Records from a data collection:
# # # # #
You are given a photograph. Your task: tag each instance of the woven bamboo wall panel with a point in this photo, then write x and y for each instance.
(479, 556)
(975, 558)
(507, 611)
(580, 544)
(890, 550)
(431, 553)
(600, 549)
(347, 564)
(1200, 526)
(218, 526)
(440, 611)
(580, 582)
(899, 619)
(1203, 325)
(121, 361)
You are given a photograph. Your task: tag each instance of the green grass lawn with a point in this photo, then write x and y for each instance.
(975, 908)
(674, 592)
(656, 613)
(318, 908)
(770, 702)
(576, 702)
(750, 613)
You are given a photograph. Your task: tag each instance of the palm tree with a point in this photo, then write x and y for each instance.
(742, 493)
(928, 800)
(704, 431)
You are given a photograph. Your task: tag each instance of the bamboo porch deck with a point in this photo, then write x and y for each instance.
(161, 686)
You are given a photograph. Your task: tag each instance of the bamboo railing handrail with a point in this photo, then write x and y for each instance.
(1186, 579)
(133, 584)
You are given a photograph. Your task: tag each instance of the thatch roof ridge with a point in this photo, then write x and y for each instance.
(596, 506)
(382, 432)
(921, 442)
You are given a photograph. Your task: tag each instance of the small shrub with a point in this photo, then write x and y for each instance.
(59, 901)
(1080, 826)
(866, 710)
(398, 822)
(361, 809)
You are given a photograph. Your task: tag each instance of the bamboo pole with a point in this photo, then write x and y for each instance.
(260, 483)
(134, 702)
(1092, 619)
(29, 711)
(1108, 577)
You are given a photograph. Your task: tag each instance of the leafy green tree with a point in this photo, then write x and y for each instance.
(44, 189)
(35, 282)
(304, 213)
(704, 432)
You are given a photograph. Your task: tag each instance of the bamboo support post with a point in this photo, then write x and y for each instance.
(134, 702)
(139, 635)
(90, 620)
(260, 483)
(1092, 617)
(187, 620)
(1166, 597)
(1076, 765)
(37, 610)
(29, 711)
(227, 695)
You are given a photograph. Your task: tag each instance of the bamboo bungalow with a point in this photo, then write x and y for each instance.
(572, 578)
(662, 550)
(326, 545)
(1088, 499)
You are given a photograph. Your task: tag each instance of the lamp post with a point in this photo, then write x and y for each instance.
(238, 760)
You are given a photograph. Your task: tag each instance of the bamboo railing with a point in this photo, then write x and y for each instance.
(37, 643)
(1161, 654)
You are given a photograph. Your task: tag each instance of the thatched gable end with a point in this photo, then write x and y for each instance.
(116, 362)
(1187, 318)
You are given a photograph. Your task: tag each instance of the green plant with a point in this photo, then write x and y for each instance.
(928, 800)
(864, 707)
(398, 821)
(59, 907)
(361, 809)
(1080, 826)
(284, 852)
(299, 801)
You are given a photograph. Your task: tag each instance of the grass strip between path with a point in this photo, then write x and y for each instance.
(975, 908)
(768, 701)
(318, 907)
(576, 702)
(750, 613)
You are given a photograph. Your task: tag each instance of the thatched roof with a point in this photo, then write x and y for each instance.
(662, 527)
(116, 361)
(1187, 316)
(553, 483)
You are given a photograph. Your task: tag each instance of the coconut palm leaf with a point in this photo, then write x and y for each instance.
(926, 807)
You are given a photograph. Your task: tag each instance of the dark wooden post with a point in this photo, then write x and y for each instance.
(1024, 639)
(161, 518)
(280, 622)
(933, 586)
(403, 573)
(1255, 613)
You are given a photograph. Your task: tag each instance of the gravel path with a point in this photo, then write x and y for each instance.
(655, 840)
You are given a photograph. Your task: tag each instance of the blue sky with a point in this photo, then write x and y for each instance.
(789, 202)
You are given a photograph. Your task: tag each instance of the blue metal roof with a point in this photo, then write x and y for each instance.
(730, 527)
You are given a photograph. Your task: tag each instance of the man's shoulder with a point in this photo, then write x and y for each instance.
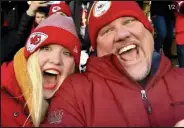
# # # # #
■ **What is needed**
With the images omitted, retype the records above exactly.

■ **Result below**
You are given a photograph. Your task: tag each instance of the woven bamboo wall panel with a point in this photo, then write x and y for each instance.
(479, 556)
(975, 558)
(507, 611)
(580, 544)
(890, 550)
(431, 553)
(600, 549)
(347, 564)
(1200, 526)
(218, 526)
(440, 611)
(580, 582)
(899, 619)
(1203, 325)
(121, 361)
You are given a photograph. Your task: tag each instance of the green grass lawn with a point in this photo, then write x and y for each instance.
(975, 908)
(674, 592)
(656, 613)
(318, 908)
(770, 702)
(576, 702)
(750, 613)
You are given a photograph. Your task: tag each instance of the palm tree with a point in this photo, then write x and y for each instance.
(742, 493)
(928, 800)
(704, 431)
You are given a photograph. Your task: tag each instance of the bamboo porch deck with a point in this photo, then write x and y for each instance.
(161, 686)
You are given a photograph. Your task: tag each instance of the bamboo railing handrail with a point in this photo, then write x and y for each instance.
(1186, 579)
(133, 584)
You are given a photograph. Your task: tag each instance of the thatch roof ridge with a point in this photo, then write x and y for each instance.
(596, 506)
(382, 432)
(921, 442)
You are given a photograph. Your task: tag each instance of the small shrub with a point in this photo, then write x and y for each instance.
(59, 901)
(1080, 826)
(866, 710)
(398, 822)
(361, 809)
You are given a photograph. Your task: tag each instance of the bamboo pole with a point in this photo, then write x and y for each instance.
(260, 483)
(134, 702)
(1092, 619)
(29, 711)
(1108, 577)
You are given a photograph. Your task: tag each instance of the leafy green tree with a point in this photo, then write x and y for each instance.
(44, 189)
(35, 282)
(304, 213)
(704, 432)
You are given a photograph. Your task: tag each instance of the bamboo support post with a point in this photo, then write x and y for each instance.
(134, 702)
(139, 635)
(90, 620)
(260, 483)
(1092, 617)
(187, 620)
(1166, 597)
(1076, 765)
(37, 610)
(29, 711)
(227, 695)
You are given a photograph. Your task: tag each instance of the bamboo bungalow with a point in this photo, then write x and y for each instance.
(572, 578)
(662, 550)
(326, 545)
(1088, 499)
You are given a photograph. Your task: tag each instance of the lamp post with a point in this photo, then write x and y for each instance.
(238, 760)
You are given a photograph. Your task: tag each instance of the bamboo railing with a point in this photo, then write x and y for each instance.
(37, 643)
(1161, 654)
You are given a photograph. Your task: tag each instance of the thatched gable end with a point in this photo, then write x and y for each instance.
(116, 362)
(1187, 318)
You are given a photograph. Your task: tag each instance of the green plant with a point in this photo, then write x and y for each instance.
(928, 800)
(864, 707)
(398, 821)
(59, 907)
(361, 809)
(1080, 826)
(284, 852)
(299, 801)
You are given a photograph. Your task: tag each instance of the grass strip between path with a point in this photo, then write x and y for each instance.
(975, 908)
(768, 701)
(318, 907)
(576, 702)
(750, 613)
You are given a photograph. Your task: tag each instance of the thatched roof with a point in this photo, then write x and y for each instance.
(662, 527)
(116, 361)
(1187, 316)
(553, 483)
You are given a photograph. Your task: tag each instance of the coconut palm leaf with a point in this photo, then write x and y for each instance.
(926, 807)
You are given a photograph. Your task: tag each instance of the dark wooden post with a point in this photo, then write x and y for each instance.
(1024, 639)
(161, 518)
(280, 622)
(933, 586)
(403, 573)
(1255, 613)
You are given a photograph. Your task: tag each instance of the gravel path with a point in this photo, then write x and y for each instance.
(655, 840)
You are given a photograph. Your task: tag each instance of the blue sky with a point in this photo, then write x and y for each instance.
(789, 202)
You are given a photograph. Your task: tag each instance of the blue metal roof with a point in this photo, then write x and y for each instance.
(730, 527)
You are given a photograph. Your task: tag each instance of the man's shoulder with a point in this photo, then write x and y for each instance.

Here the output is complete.